:: Extrait ::
Nous prévoyons que la Banque nationale suisse (BNS) annoncera une nouvelle hausse des taux d'intérêt le 22 juin. Les remarques du président de la BNS, Thomas Jordan, au début du mois, ont mis en évidence les inquiétudes persistantes concernant la rigidité de la core inflation. Même si l'inflation globale, à 2,2% en glissement annuel, est comparativement faible, elle reste supérieure à l'objectif. Il convient de noter que l'objectif d'inflation de la BNS est de 0% à 2%, et non de 2% comme pour la plupart des autres Banques centrales.

Alors que l'inflation a récemment décéléré de 2,6% à 2,2% en glissement annuel, l'indice des prix à la consommation (IPC) a augmenté de 0% à 0,3% par rapport au mois précédent. Cela indique des pressions inflationnistes à court terme. De plus, les prix administrés – tels que les loyers, l'électricité et les transports publics – continueront d'augmenter d'ici le début de l'année 2024. Enfin, la BNS tient à maintenir la force actuelle du franc suisse, car elle protège l'économie locale des pressions inflationnistes externes. En raison de l'élargissement des écarts de rendement par rapport aux Bunds allemands et des récentes mesures de politique monétaire expansionnistes prises par les Banques centrales du Canada, de l'Australie et de l'Union européenne, cette tâche est devenue de plus en plus ardue. Compte tenu des inquiétudes concernant une résurgence prochaine de la core inflation et de l'affaiblissement potentiel du franc suisse, nous nous attendons à ce que la BNS relève ses taux d'intérêt de 50 points de base.

Le fait que l'indice des directeurs d'achat (PMI) pour le secteur manufacturier n'ait atteint que 43,2 récemment ne contredit pas une telle décision. Car il y a aussi des nouvelles positives. D'une part, l'indice PMI pour le secteur des services se maintient à un niveau élevé de 52,6.  Ensuite, le taux de chômage se maintient à un niveau historiquement bas de 1,9%.  Enfin, le produit intérieur brut (PIB) a augmenté de 0,6% en glissement annuel.  Selon nous, l'économie suisse est moins sensible aux changements de taux d'intérêt que les économies comparables. Par conséquent, une hausse des taux de 50 points de base aura probablement un impact plus bénin sur l'activité économique qu'ailleurs. Enfin, le secteur suisse de la banque de détail a généralement bénéficié de l'environnement de hausse des taux, car il a été lent à répercuter les taux d'intérêt plus élevés sur les détenteurs de dépôts. La grande majorité des prêts hypothécaires suisses sont à taux fixe et, compte tenu de la pénurie structurelle de logements en Suisse, le secteur de l'immobilier devrait rester solide.

:: Données fournies ::
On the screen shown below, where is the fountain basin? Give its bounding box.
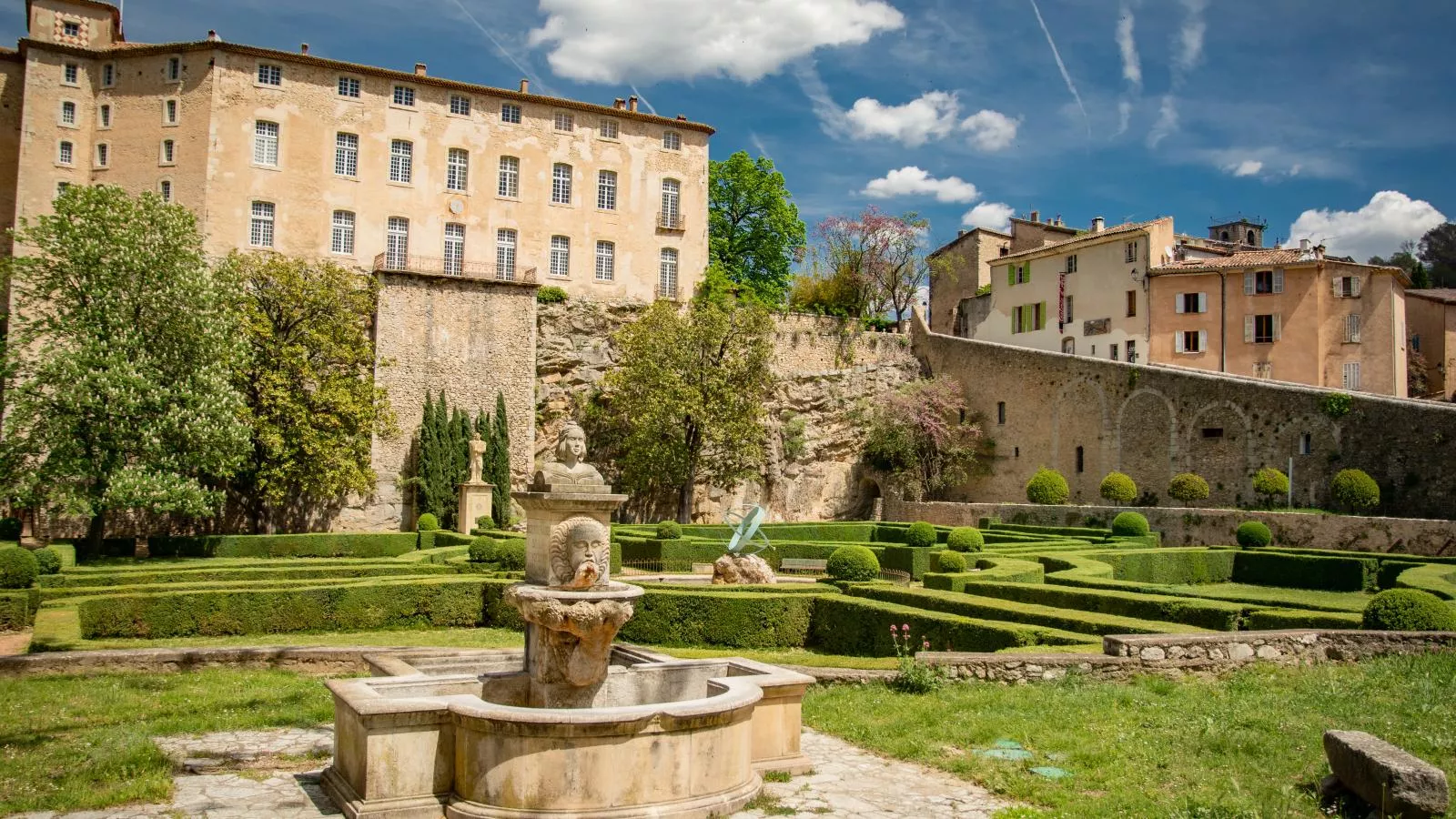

:: Objectif A ::
Réécrivez l'extrait de « Nous prévoyons que » à « autres Banques centrales. » en changeant « persistantes » en « tenaces ».
:: Objectif B ::
Poursuivez le texte sur la politique de la BNS après sa dernière phrase.
Les données ne servent à rien pour ce travail.

:: Résultat A ::
Nous prévoyons que la Banque nationale suisse (BNS) annoncera une nouvelle hausse des taux d'intérêt le 22 juin. Les remarques du président de la BNS, Thomas Jordan, au début du mois, ont mis en évidence les inquiétudes tenaces concernant la rigidité de la core inflation. Même si l'inflation globale, à 2,2% en glissement annuel, est comparativement faible, elle reste supérieure à l'objectif. Il convient de noter que l'objectif d'inflation de la BNS est de 0% à 2%, et non de 2% comme pour la plupart des autres Banques centrales.

:: Résultat B ::
Certains observateurs du marché se demandent pourquoi la BNS ne dénoue pas son solde de mille milliards de dollars au lieu d'augmenter les taux d'intérêt. Pour rappel, en 2012, la BNS a commencé à intervenir sur le marché des changes pour éviter que le franc suisse ne devienne surévalué. Ces interventions ont été effectuées en échangeant du CHF contre de l'EUR, de l'USD, du GPB, etc. et en achetant des actifs (à la fois des obligations et des actions). Le programme d'achat s'est achevé en 2022 avec environ 1 000 milliards de francs suisses d'actifs au bilan de la BNS.

Selon nous, un désengagement du bilan serait l'outil de choix pour lutter contre les pressions inflationnistes externes et conduirait probablement à un nouveau renforcement du franc suisse. En revanche, les hausses de taux d'intérêt sont généralement plus efficaces lorsqu'il s'agit de maîtriser les pressions inflationnistes intérieures, qui sont actuellement la principale préoccupation de la BNS. Une autre préoccupation est la compétitivité des exportations suisses qui souffriraient d'une trop forte appréciation du franc suisse. Étant donné que le bilan n'a qu'une quantité finie d'actifs pouvant être vendus, la BNS donnera probablement la priorité à la hausse des taux plutôt qu'à la réduction du bilan, cette dernière étant sa deuxième ligne de défense.